▶ _Source excerpt_
((
We met up at the Northumberland Arms, on Tottenham Court Road itself but close to Warren Street station. This is a smallish pub with a small bar, but service was fast and friendly, with a small range of decent ales (e.g. Purity’s Mad Goose & Ubu). We were able to drink in the small outside drinking area, which was pretty pleasant despite the fairly close proximity of the evening traffic passing by.

Once assembled we headed all of 70 metres to the next pub down Tottenham Court Road, the Court. This had a much longer bar, on which were a slimmed down cask selection (seemingly normally a wider range, but reduced on our visit to Doom Bar and Pride), and behind which operated one of the slowest barmen in London. We stood inside (there is outside seating, but it was pretty full). The bar was pretty busy, with a rapid succession of people coming and going.
))
▶ _Problem set_
1. In the account of the Tottenham Court Road pubs, swap "Doom Bar" for "Tribute" and write out the part that opens with the words containing "We met up at" and closes with "coming and going.".
2. Carry on the account of the Tottenham Court Road pubs from the point where it stops.

▶ _Entries provided_
((
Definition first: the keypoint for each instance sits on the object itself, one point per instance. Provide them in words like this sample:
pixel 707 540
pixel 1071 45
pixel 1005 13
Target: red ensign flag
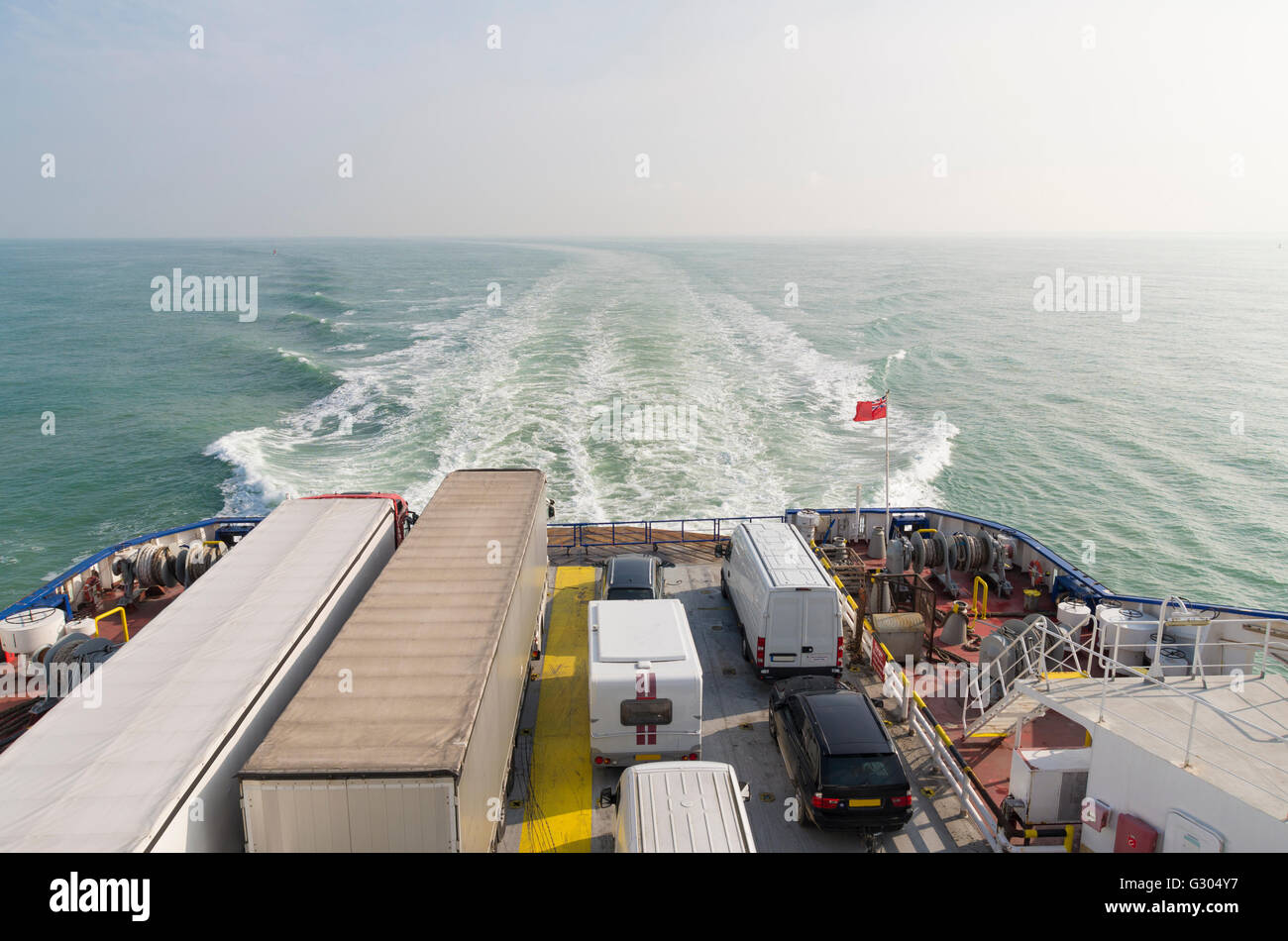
pixel 870 411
))
▶ _Expected responses_
1.
We met up at the Northumberland Arms, on Tottenham Court Road itself but close to Warren Street station. This is a smallish pub with a small bar, but service was fast and friendly, with a small range of decent ales (e.g. Purity’s Mad Goose & Ubu). We were able to drink in the small outside drinking area, which was pretty pleasant despite the fairly close proximity of the evening traffic passing by.

Once assembled we headed all of 70 metres to the next pub down Tottenham Court Road, the Court. This had a much longer bar, on which were a slimmed down cask selection (seemingly normally a wider range, but reduced on our visit to Tribute and Pride), and behind which operated one of the slowest barmen in London. We stood inside (there is outside seating, but it was pretty full). The bar was pretty busy, with a rapid succession of people coming and going.

2.
Bada Bing

Soon enough it was time for us to move on too, and we crossed into the environs of University College London, one of London’s largest universities, and the Jeremy Bentham, now branded a Simmons Bar. The old sign remains though, showing the famous philosopher and reformer after whom the pub was named, and whose body now lies in nearby UCL. Inside, the pub is aimed squarely at the affluent student, with loud DJ music and no cask ales (though the kegs were at least decent Meantime offerings). The interior though is nicely done, and we particularly liked the neon signs (Top of the Pops, and the Sopranos’ Bada Bing!), but it was definitely one to stand outside rather than in, being about double the age of everyone else in attendance!

We passed next the plaque marking the efforts of Richard Trevithick in developing the steam engine, and paused to look at the Eisenhower Centre. This rather brutal structure, defacing what is otherwise a lovely crescent, is a pillbox sitting atop the deep level shelter which was built during World War 2, which had been intended to form part of an express Northern line for London Underground, but was used as a shelter and headquarters for General Eisenhower, Commander of the US Army.

newman-passage-london-w1-13

Close by lies the College Arms, on Store Street. Last time I was here this was a fairly run of the mill place, fairly old fashioned, but it’s since been refurbished and opened up, with lots of fresh air and light from the street. The bar’s small but had a couple of ales on, one standard (Doom Bar) and a more interesting Ringwood Razor Back. They also get brownie points for having a couple of decent alcohol-free beers (Erdinger and Nanny State).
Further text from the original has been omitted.